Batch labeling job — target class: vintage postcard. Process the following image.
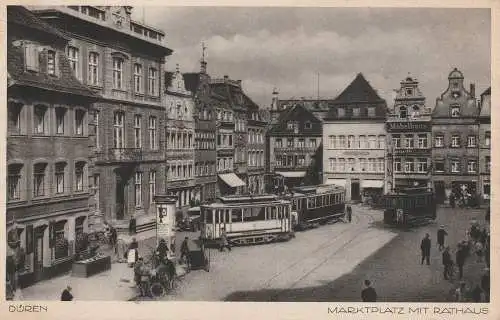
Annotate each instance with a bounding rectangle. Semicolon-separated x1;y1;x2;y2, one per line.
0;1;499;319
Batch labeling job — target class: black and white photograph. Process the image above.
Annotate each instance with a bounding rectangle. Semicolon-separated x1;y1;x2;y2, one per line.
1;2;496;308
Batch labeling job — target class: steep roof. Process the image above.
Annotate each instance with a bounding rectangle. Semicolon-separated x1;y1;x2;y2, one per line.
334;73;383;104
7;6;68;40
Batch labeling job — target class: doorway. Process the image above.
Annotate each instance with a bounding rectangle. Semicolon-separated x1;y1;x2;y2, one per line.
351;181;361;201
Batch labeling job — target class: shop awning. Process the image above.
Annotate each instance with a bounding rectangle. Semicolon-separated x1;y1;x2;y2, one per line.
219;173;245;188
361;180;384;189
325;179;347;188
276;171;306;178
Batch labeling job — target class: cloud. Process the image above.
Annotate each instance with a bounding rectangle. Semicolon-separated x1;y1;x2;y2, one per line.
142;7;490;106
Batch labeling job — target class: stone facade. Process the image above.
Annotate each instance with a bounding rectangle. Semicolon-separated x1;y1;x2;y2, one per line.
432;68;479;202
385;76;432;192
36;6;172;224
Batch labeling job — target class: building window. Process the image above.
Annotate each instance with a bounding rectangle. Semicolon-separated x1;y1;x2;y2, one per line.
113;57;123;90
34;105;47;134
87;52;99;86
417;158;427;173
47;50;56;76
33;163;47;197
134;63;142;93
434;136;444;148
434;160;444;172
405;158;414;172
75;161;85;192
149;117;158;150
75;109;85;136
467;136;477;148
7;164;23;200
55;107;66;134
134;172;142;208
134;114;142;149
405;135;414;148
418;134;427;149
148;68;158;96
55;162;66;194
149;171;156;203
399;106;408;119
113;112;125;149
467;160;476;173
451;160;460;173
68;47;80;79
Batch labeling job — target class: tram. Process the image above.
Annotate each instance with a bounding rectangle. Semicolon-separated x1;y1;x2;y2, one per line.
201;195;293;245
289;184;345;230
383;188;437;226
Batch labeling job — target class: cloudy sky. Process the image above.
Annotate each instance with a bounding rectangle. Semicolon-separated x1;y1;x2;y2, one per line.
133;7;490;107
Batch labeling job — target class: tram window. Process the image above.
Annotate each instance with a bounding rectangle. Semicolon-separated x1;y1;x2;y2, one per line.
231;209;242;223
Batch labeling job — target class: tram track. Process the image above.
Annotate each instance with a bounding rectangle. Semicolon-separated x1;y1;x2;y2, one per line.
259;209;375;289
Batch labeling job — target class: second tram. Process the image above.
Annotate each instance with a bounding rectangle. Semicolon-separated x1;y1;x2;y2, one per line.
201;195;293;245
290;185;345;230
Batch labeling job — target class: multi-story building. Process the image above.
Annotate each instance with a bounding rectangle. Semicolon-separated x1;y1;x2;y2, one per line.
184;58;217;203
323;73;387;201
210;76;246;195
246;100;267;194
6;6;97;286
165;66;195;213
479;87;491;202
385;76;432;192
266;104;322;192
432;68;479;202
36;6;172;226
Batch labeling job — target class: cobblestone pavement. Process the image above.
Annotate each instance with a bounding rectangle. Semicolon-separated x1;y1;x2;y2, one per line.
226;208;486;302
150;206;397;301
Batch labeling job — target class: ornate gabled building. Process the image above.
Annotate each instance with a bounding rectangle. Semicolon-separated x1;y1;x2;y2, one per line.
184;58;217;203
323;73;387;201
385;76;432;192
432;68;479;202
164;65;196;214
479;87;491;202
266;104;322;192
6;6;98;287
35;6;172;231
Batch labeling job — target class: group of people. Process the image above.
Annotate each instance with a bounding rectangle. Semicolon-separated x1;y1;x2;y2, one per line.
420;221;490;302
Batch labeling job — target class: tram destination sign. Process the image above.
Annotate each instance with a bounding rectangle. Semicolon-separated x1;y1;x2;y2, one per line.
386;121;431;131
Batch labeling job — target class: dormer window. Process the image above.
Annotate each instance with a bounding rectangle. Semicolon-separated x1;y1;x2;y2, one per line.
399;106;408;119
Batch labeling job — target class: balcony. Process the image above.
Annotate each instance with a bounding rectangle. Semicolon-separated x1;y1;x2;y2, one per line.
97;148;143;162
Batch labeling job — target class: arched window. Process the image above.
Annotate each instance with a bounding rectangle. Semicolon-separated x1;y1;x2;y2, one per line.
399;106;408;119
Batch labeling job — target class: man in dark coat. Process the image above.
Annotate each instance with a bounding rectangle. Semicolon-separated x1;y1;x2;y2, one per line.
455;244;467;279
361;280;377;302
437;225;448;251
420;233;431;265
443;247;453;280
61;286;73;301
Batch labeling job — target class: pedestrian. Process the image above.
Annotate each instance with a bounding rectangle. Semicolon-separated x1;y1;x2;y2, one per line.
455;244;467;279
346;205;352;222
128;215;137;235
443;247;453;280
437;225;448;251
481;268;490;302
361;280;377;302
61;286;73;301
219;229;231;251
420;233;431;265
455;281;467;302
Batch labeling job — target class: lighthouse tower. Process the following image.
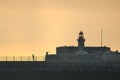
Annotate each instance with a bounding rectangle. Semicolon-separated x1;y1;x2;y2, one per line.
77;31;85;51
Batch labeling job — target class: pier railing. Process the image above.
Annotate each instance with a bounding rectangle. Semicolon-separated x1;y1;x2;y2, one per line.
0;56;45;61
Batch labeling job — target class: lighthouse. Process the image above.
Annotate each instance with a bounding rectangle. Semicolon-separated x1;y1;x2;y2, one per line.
● ● ● ● ● ● ●
WHAT IS EXPECTED: Rewrite all the records above with "bounding rectangle" replaced by "bounding box" wherever it occurs, keeping everything else unchanged, and omit the pictures.

COMPLETED EXERCISE:
Batch labeling job — target class: vintage postcard. Process the following image.
Annotate each instance with a bounding box. Semicolon-separated x1;y1;x2;y2, one per line.
0;1;499;319
Batch labeling job — target class: black and white photograph. Process the image above.
Annotate each instance with a bounding box. Semicolon-separated x1;y1;x2;y2, one per line.
1;2;496;308
Batch labeling job — target class: steep roof. Process the image above.
Annotate each instance with a bounding box. Semicolon-separated x1;y1;x2;y2, one per line.
334;73;383;104
7;6;68;40
Batch labeling job — target class: doorway. Process the image above.
Annotate each instance with a bounding box. Semicolon-separated x1;y1;x2;y2, one per line.
351;181;361;201
Batch labeling job — target class: shop awning. Process the image above.
Annotate each instance with a bounding box. Semicolon-separated x1;y1;x2;y2, one per line.
219;173;245;188
361;180;384;189
325;179;347;188
276;171;306;178
Batch labeling job — target class: cloud. Process the image above.
Annotate each instance with a bounding box. Semicolon-separated x1;y1;x2;y2, one per line.
142;7;490;106
Batch labeling job — target class: stone facade. Process the image above.
Annotate each instance with a bounding box. Semicolon-separated x1;y1;x2;y2, one per line.
432;68;479;202
385;76;432;192
36;6;172;224
Batch labeling job — target class: building window. Process the image above.
Annotate each instance with a bounding box. Semicolon-separated x1;y1;x2;y2, one per line.
113;57;123;90
34;105;47;134
87;52;99;86
417;158;427;173
47;50;56;76
33;163;47;197
134;63;142;93
434;136;444;148
434;160;444;172
405;158;414;172
75;161;85;192
149;117;158;150
75;109;85;136
467;136;477;148
7;164;23;200
55;107;66;134
134;172;142;208
134;114;142;149
405;135;414;148
418;134;427;149
148;68;158;96
55;162;66;194
149;171;156;203
399;106;408;119
113;112;125;149
467;160;476;173
451;160;460;173
68;47;80;79
Batch labeling job — target class: tram. Process the image above.
Annotate each instance with a bounding box. Semicolon-separated x1;y1;x2;y2, one per line.
201;195;293;245
289;184;345;230
383;188;437;226
Batch labeling job — target class: cloudy sky. Process the image above.
Annotate each instance with a bounding box. Semicolon-separated x1;y1;x2;y2, one per line.
133;7;490;107
Batch labeling job — target class: tram window. Process the image above.
Annotate each instance with a bounding box. Semicolon-separated x1;y1;x2;y2, one per line.
231;209;242;223
Batch labeling job — target class: tram track. Process the image above.
Annotate each instance with a bounding box. Semicolon-separated x1;y1;x2;y2, one per line.
259;209;375;289
Batch labeling job — target class: second tram. Process the image above.
Annotate each instance with a bounding box. Semicolon-separated x1;y1;x2;y2, one per line.
201;195;293;245
290;185;345;230
Batch labeling job — target class: multi-story building. Process the image above.
Annotate each instance with a bounding box. Semicolon-separated x1;y1;x2;y2, one per line.
184;58;217;203
323;73;387;201
210;76;246;195
246;100;267;194
6;6;97;286
165;66;195;213
479;87;491;202
385;76;432;192
266;104;322;192
432;68;479;202
36;6;172;226
Batch labeling job — target class: cobblestone pavement. Process the image above.
Annotate each instance with a bounding box. Semicolon-separated x1;y1;x2;y2, one per line.
226;208;486;302
150;206;397;301
Batch labeling job — target class: ornate gabled building. Process the image above.
Annotate each instance with a bounding box. Semicolon-separated x1;y1;x2;y2, one per line.
184;58;217;203
323;73;387;201
385;76;432;192
432;68;479;202
164;65;196;214
479;87;491;202
266;104;322;192
6;6;98;287
35;6;172;231
Batch labeling job — target class: group of people. Process the image above.
Annotate each instance with a bounding box. Semicolon-separated x1;y1;x2;y2, one per line.
420;221;490;302
Batch labeling job — target class: tram destination sign. Process the image above.
Annotate each instance with a bounding box. Semicolon-separated x1;y1;x2;y2, one per line.
386;121;431;131
Batch labeling job — target class: dormer window. Process the image above.
Annotate each instance with a bounding box. Semicolon-separated x1;y1;x2;y2, one per line.
399;106;408;119
Batch labeling job — target class: balcony. Process the image above.
Annotate each instance with a bounding box. Semicolon-separated x1;y1;x2;y2, one per line.
97;148;143;162
Batch labeling job — target class: arched window. Process the image above.
Annotate each instance with a bounding box. Semicolon-separated x1;y1;x2;y2, one per line.
399;106;408;119
Batch labeling job — target class: man in dark coat. Process the image above.
Annotate each instance with a bounding box. Semicolon-separated x1;y1;x2;y2, one per line.
455;244;467;279
361;280;377;302
437;225;448;251
420;233;431;265
443;247;453;280
61;286;73;301
Batch labeling job — target class: pedestrian. Process the image above.
Annotate each instance with a bounding box. Semicolon-separated x1;y1;x2;y2, one per line.
455;244;467;279
346;205;352;222
128;215;137;235
443;247;453;280
437;225;448;251
481;268;490;302
361;280;377;302
61;286;73;301
219;229;231;251
420;233;431;265
455;281;467;302
Batch labeling job — target class: lighthouse tower. Process the following image.
Annotate each instance with a bounding box. Semicolon-separated x1;y1;x2;y2, one per line.
77;31;85;51
Batch labeling job — target class: pier railing. Process the image above.
Annotate each instance with a bounding box. Semicolon-separated x1;y1;x2;y2, one per line.
0;56;45;61
Batch labeling job — target class: lighthouse. Process the image above.
Annotate each instance with a bounding box. Semicolon-separated x1;y1;x2;y2, one per line.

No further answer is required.